STATED GOAL — Copy out everything from the line containing "[locate] the red balloon" down through the line containing "x=437, y=226", without changing anything.

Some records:
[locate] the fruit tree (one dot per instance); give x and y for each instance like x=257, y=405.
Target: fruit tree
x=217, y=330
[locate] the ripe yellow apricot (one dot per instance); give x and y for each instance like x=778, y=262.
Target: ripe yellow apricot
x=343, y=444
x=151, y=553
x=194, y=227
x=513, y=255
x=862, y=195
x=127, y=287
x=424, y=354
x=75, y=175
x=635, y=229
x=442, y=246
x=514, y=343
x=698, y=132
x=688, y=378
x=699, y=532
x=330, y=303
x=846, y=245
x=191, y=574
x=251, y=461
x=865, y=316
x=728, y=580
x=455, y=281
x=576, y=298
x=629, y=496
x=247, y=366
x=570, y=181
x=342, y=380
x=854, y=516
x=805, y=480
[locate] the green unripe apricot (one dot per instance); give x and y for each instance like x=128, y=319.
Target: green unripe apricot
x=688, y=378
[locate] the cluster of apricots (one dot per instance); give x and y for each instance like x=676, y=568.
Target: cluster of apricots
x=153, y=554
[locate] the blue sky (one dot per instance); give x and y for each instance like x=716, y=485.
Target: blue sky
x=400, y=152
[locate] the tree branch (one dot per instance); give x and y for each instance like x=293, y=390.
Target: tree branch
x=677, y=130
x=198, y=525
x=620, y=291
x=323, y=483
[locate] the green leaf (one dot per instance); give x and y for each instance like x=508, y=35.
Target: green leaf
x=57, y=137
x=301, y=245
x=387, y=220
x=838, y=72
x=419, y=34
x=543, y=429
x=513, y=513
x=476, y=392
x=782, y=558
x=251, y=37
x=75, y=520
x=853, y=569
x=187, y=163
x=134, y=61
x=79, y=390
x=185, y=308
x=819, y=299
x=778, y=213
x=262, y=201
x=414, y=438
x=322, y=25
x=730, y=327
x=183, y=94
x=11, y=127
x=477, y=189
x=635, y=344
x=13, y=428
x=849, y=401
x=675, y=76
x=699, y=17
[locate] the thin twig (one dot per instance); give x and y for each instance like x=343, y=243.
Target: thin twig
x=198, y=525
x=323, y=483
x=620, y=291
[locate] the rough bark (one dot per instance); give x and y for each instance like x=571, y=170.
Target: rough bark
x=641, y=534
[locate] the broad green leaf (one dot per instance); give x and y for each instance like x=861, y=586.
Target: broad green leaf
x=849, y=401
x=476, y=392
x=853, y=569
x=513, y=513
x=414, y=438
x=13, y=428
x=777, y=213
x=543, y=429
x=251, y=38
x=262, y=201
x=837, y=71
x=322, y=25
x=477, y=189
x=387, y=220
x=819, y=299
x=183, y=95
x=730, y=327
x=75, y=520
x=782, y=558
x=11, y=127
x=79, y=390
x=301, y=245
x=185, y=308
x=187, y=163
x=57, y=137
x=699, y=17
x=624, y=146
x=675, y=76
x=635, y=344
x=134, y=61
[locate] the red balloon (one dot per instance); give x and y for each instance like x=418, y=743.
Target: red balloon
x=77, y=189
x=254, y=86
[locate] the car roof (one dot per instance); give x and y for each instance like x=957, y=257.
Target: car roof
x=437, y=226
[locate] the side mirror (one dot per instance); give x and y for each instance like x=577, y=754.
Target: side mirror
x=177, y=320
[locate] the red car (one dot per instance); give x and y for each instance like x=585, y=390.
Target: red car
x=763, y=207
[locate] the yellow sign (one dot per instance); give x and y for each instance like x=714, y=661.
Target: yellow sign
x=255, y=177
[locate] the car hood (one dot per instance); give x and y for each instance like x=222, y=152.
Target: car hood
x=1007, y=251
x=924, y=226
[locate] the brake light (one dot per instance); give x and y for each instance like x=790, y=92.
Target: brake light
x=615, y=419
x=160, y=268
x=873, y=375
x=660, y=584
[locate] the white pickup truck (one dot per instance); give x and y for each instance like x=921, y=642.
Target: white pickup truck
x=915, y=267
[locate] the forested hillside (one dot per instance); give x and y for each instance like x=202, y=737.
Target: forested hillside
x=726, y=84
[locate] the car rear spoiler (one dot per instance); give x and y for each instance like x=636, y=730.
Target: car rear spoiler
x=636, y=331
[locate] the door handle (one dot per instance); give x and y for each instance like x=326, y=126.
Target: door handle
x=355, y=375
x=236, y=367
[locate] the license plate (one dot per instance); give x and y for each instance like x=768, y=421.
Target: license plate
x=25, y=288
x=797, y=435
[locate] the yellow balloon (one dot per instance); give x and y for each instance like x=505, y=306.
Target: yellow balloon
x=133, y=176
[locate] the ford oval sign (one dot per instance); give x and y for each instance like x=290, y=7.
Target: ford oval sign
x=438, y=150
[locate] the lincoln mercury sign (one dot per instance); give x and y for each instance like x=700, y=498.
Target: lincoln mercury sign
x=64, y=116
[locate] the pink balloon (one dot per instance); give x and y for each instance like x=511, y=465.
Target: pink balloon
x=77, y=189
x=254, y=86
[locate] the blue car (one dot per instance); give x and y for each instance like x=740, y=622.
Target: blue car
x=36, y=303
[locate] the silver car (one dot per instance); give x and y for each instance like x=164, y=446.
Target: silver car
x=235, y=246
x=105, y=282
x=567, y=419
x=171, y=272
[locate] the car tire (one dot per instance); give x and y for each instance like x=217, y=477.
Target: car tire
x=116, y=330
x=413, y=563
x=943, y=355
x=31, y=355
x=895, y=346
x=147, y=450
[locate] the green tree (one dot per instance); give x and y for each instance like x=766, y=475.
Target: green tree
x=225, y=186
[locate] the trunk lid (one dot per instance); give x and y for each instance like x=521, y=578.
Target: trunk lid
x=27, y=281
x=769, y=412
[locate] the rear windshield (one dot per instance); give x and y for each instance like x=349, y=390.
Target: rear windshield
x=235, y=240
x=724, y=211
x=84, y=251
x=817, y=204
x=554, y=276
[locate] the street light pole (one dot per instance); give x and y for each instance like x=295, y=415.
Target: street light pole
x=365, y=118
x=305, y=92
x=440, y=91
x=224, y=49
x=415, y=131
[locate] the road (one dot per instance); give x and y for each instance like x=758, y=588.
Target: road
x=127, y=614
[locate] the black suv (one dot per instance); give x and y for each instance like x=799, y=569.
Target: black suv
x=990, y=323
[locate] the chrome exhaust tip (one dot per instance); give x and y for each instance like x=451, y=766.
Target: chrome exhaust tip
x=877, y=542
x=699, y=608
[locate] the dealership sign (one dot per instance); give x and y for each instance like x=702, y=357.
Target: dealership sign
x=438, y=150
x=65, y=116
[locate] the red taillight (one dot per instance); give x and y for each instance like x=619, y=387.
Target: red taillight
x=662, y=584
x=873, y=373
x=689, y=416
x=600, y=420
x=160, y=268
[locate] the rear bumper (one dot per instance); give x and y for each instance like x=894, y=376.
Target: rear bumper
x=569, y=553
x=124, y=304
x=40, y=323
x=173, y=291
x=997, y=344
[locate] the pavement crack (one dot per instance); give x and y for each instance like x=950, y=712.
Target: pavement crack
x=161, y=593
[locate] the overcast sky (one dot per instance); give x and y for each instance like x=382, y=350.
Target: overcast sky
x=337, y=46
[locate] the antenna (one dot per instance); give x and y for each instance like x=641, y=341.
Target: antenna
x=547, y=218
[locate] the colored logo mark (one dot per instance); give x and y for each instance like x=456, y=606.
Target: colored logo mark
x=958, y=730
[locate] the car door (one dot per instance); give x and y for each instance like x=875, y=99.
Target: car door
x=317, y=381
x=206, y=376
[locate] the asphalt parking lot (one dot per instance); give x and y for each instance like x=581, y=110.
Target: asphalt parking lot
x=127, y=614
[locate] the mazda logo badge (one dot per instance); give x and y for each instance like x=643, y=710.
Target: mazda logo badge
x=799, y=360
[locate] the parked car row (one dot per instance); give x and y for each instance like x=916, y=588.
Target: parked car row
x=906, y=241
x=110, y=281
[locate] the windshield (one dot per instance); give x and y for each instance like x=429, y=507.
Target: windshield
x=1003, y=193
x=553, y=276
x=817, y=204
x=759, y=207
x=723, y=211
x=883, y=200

OUTPUT OF THE EXERCISE —
[locate] the red balloon (one dot per instance); give x and y for each instance like x=418, y=743.
Target: red balloon
x=77, y=189
x=254, y=86
[locate] the car roof (one dot per instance); give x and y for each instance like x=957, y=257.
Target: car roof
x=437, y=226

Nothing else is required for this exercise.